What is being asked: Copy out all lines from the entries below in which "green" occurs.

:: Supplied information ::

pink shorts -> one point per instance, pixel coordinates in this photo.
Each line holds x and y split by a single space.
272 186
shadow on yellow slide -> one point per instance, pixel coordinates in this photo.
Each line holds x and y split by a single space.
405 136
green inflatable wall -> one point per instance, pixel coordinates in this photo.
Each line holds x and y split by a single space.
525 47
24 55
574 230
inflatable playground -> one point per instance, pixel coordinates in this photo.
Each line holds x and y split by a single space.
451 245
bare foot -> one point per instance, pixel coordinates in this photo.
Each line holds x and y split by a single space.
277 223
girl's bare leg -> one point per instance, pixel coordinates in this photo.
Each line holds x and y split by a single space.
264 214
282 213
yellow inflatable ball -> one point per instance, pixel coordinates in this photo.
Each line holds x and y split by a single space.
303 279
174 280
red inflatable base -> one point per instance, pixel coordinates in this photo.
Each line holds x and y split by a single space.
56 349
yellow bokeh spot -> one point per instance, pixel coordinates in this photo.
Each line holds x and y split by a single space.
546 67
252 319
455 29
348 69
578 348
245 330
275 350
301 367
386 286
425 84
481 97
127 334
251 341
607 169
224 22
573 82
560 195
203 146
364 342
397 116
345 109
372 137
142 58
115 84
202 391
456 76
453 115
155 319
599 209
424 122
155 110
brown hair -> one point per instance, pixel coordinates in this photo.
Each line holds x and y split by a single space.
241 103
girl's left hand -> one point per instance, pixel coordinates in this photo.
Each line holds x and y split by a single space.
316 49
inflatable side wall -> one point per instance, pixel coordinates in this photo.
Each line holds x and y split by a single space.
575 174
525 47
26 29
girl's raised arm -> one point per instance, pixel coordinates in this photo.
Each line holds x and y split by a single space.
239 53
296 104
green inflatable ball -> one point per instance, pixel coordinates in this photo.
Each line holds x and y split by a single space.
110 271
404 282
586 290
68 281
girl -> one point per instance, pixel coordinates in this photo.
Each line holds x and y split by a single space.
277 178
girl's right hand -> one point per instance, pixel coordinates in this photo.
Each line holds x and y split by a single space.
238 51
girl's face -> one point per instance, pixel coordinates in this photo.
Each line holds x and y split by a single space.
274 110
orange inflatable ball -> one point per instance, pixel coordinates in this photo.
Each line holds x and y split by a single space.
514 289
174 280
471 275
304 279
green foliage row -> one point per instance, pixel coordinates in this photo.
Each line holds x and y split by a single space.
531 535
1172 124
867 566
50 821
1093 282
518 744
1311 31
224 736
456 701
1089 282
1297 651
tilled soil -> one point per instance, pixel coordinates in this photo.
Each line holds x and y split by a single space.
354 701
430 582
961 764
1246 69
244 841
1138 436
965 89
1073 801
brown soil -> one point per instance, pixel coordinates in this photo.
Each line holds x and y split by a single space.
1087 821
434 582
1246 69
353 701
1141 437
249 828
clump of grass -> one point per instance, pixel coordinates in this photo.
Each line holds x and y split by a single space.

:::

Problem solution:
green inflatable wall -> one point per instance, pixel coordinates in this photo.
green inflatable ball -> one point per instance, pixel coordinates in this photo.
green foliage row -> one point per instance, pixel coordinates in this photo.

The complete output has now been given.